- TRABALHO SOLICITADO
1. De acordo com o texto sobre o resgate dos bancos, quem apontou que o que foi salvo foram, mais especificamente, os detentores de títulos dos bancos?
2. Reescreva o trecho do texto sobre o resgate dos bancos que começa em "O mal-estar financeiro" e termina em "a economia atual.", trocando "crise" por "recessão".

- TEXTO SELECIONADO
══════════

Ao invés de perguntar como os bancos devem ser salvos “da próxima vez”, a questão deveria ser: qual é a melhor maneira de deixá-los vir a baixo?
por Michael Hudson | CounterPunch – Tradução de Gabriel Deslandes
(Foto: sachab)

O mal-estar financeiro de hoje para os fundos de pensão, os orçamentos estaduais e locais e o subemprego são, em grande parte, resultado do resgate dos bancos na crise de 2008 e não de seu crash. O que foi salvo não foram apenas os bancos – ou mais especificamente, como Sheila Bair apontou, seus detentores de títulos –, mas a sobrecarga financeira que continua a pressionar a economia atual.

Também foi salva a ideia de que a economia precisa manter o setor financeiro solvente por um crescimento exponencial de novas dívidas – e, quando isso não basta, pela compra de ações e títulos pelo governo para apoiar os balanços patrimoniais da camada mais rica da sociedade. A contradição interna dessa política é que a deflação da dívida se tornou tão autoritária e disfuncional que impede que a economia cresça e carregue sua dívida.

Tentar salvar o supercrescimento financeiro do serviço da dívida tomando emprestada a dívida, ou por meio de Quantitative Easing monetário, reinflacionando os preços de imóveis, ações e títulos, permite que os credores Um Por Cento – isto é, o grupo de 1% dos mais ricos da sociedade – ganhem, não os 99% endividados da economia como um todo. Portanto, do ponto de vista econômico, Ao invés de perguntar como os bancos devem ser salvos “da próxima vez”, a questão deveria ser: qual é a melhor maneira de deixá-los vir a baixo? – juntamente com seus acionistas, detentores de títulos e depositantes não-segurados cuja arrogância imaginava que seus empréstimos (dívidas de outras pessoas) poderiam continuar aumentando sem empobrecer a sociedade e impedindo a cobrança dos credores em qualquer circunstância – exceto do governo, controlando-o.

══════════

- EXCERTO DO MATERIAL
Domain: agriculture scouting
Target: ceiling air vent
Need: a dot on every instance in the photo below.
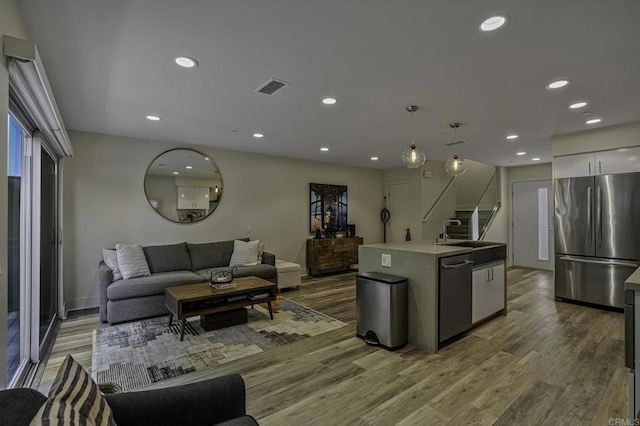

══════════

- RESPOSTAS CORRETAS
1. Sheila Bair.

2.
O mal-estar financeiro de hoje para os fundos de pensão, os orçamentos estaduais e locais e o subemprego são, em grande parte, resultado do resgate dos bancos na recessão de 2008 e não de seu crash. O que foi salvo não foram apenas os bancos – ou mais especificamente, como Sheila Bair apontou, seus detentores de títulos –, mas a sobrecarga financeira que continua a pressionar a economia atual.